__Problem__. Print the material line for line, starting with its first line and going on through the line that contains "left=317, top=74, right=626, bottom=238", with both of those lines included. Leave the pictures out.
## START Data provided
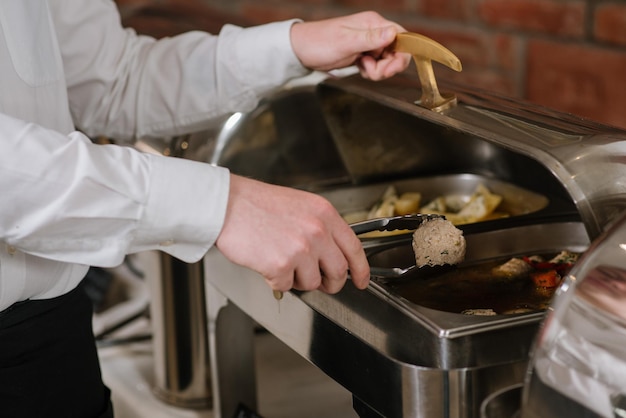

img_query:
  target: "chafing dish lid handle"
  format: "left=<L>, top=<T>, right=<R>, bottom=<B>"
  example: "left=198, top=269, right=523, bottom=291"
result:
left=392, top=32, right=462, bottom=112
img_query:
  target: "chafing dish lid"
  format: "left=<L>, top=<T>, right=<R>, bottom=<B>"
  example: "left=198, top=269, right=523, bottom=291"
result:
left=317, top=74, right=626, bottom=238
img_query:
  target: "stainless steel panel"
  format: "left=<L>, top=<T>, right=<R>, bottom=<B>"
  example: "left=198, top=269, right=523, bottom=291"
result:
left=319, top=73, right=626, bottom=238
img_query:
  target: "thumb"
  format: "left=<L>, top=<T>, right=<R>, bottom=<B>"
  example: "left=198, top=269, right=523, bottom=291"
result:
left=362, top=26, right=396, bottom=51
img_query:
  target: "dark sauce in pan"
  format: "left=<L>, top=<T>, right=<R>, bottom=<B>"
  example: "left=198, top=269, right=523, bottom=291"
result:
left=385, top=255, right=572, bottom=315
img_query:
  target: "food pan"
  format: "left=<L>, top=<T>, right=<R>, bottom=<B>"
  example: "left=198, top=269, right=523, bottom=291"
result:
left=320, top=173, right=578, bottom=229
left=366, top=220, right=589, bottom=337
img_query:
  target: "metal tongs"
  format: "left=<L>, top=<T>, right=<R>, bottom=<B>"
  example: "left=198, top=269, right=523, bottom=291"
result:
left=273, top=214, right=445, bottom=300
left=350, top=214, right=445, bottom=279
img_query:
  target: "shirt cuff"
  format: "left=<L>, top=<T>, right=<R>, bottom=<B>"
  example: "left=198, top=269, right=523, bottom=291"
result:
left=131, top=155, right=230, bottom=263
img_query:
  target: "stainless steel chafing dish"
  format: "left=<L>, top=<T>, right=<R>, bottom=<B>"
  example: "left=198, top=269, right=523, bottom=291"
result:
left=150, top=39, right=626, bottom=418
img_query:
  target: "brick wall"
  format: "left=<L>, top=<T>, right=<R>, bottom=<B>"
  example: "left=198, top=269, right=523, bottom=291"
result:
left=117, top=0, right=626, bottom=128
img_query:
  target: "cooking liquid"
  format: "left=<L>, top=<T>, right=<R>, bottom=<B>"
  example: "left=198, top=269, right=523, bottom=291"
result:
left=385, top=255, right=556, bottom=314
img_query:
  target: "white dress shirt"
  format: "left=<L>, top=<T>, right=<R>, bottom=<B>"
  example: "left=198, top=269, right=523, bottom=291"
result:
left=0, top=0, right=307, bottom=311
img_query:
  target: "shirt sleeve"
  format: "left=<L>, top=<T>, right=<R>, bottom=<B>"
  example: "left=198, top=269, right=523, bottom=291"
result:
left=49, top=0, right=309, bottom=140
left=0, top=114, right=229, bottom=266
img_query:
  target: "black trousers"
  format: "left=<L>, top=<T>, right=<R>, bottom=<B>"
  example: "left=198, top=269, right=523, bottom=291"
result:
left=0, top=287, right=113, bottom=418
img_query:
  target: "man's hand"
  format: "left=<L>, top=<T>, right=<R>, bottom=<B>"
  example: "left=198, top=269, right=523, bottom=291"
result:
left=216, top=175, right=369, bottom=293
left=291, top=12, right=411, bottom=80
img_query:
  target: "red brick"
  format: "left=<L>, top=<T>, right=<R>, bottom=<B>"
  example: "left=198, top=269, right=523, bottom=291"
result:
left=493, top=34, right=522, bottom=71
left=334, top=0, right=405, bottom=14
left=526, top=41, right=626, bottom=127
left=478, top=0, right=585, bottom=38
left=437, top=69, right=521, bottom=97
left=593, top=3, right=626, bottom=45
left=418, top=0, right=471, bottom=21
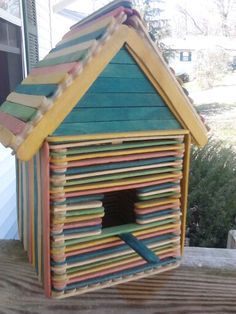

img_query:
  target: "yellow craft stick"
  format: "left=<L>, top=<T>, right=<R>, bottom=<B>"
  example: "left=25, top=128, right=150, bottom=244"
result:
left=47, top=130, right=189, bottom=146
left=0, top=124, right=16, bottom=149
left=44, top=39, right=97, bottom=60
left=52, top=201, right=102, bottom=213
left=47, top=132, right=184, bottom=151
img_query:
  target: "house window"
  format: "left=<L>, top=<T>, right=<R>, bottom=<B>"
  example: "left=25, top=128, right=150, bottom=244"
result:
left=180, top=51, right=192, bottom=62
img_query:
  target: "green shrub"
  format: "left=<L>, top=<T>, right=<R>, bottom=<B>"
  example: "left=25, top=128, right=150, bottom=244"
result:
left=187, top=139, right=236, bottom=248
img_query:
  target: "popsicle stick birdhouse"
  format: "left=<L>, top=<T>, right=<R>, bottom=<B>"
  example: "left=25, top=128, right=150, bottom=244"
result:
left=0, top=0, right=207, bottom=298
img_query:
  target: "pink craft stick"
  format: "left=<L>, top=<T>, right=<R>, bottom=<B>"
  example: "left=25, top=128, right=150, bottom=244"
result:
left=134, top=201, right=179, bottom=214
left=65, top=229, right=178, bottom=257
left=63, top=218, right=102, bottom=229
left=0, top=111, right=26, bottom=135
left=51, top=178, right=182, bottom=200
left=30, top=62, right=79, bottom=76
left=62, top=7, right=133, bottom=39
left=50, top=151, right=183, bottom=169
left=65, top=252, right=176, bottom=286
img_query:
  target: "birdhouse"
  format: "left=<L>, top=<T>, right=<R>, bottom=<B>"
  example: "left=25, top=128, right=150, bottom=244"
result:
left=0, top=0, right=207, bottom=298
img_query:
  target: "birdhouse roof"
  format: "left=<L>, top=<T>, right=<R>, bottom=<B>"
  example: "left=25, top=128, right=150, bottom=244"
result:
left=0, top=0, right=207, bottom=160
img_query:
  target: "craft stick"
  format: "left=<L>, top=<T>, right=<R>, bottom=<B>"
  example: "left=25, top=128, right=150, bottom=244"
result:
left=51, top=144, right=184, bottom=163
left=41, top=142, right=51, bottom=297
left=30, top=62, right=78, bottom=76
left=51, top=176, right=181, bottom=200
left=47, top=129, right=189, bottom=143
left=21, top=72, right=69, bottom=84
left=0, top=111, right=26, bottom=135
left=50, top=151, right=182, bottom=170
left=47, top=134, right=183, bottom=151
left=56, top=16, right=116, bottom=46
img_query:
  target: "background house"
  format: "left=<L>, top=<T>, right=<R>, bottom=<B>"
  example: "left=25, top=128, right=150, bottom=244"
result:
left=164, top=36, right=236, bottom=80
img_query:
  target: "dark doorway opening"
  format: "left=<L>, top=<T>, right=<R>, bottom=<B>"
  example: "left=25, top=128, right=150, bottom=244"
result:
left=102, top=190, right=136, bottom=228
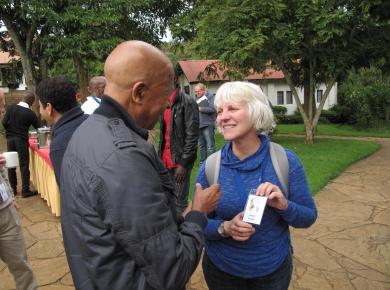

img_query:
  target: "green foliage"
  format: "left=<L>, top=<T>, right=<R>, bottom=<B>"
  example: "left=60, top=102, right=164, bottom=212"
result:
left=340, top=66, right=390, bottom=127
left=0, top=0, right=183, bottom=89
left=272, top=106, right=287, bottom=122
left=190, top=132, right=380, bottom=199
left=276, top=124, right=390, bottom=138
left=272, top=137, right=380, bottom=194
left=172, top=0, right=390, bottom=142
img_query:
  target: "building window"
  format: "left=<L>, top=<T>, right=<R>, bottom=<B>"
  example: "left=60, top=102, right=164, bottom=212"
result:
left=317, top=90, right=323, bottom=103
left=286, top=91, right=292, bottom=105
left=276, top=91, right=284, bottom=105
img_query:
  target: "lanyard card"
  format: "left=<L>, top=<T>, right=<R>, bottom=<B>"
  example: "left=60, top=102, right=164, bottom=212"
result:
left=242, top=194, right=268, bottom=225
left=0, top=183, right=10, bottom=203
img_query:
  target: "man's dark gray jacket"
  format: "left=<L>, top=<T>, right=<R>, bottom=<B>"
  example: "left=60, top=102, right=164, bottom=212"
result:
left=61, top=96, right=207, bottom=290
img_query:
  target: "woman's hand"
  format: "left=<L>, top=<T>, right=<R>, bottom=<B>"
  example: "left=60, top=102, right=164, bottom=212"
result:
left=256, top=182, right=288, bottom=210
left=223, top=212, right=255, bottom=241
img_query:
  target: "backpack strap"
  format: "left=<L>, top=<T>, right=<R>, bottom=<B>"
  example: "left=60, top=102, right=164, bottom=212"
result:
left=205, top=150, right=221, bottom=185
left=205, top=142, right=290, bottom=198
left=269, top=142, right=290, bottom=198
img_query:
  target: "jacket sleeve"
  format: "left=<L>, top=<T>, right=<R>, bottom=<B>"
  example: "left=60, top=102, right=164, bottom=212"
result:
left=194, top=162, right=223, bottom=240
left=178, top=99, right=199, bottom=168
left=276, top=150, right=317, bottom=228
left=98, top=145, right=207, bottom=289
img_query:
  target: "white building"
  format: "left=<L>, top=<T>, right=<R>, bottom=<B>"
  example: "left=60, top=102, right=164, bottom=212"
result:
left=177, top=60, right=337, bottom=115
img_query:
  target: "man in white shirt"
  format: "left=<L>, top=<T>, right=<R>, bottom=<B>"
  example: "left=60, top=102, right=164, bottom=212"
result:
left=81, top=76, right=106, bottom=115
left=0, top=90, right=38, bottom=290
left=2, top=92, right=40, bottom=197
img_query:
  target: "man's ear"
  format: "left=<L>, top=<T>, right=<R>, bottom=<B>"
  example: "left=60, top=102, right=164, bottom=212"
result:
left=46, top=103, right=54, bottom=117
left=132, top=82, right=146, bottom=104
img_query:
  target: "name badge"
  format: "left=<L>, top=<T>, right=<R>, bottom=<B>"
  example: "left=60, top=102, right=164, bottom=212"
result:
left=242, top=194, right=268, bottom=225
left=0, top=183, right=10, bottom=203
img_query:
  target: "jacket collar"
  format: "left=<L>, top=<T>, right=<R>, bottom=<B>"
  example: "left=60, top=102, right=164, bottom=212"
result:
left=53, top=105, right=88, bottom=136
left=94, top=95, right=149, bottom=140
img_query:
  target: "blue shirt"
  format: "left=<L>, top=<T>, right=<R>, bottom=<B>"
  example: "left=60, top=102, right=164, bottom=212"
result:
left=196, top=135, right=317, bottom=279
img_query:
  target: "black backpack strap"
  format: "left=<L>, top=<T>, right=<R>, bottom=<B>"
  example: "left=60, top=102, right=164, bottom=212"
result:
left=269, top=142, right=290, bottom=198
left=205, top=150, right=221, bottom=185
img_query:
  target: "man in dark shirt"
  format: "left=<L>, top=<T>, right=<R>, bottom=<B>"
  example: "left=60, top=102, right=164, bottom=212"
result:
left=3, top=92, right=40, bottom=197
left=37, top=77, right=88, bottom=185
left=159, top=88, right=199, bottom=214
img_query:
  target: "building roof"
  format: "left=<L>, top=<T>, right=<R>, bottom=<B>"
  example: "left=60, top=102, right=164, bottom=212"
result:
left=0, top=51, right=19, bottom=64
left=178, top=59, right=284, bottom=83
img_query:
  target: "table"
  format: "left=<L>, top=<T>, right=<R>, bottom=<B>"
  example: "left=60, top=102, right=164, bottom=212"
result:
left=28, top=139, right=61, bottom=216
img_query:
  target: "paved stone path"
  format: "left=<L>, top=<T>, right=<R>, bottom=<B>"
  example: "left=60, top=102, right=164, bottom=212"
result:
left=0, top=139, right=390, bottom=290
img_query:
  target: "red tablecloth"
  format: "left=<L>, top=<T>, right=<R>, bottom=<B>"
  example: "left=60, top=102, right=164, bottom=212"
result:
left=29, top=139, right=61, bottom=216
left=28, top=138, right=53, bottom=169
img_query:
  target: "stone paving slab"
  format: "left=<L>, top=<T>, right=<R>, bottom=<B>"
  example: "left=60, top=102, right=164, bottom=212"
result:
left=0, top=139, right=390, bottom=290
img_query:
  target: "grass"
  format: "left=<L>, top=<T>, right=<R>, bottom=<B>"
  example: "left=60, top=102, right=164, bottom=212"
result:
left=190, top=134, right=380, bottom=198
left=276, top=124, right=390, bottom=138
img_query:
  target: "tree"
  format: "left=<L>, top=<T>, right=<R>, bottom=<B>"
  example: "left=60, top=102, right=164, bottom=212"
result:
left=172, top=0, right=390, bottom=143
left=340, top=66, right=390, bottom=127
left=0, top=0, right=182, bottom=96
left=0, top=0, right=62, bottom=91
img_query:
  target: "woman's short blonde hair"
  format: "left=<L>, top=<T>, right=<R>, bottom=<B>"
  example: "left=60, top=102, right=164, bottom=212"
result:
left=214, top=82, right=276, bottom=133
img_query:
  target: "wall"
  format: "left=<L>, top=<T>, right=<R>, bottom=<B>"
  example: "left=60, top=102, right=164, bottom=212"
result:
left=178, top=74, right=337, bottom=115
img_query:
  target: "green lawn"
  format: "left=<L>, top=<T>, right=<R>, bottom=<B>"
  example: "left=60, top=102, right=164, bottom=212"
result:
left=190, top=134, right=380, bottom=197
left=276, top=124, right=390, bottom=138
## END Data provided
__Task response__.
img_query:
  target: "chafing dish lid handle"
  format: "left=<L>, top=<T>, right=<R>, bottom=<B>"
  example: "left=198, top=269, right=523, bottom=291"
result:
left=392, top=32, right=462, bottom=112
img_query:
  target: "chafing dish lid"
  format: "left=<L>, top=<T>, right=<R>, bottom=<B>"
  example: "left=198, top=269, right=523, bottom=291"
result:
left=317, top=74, right=626, bottom=238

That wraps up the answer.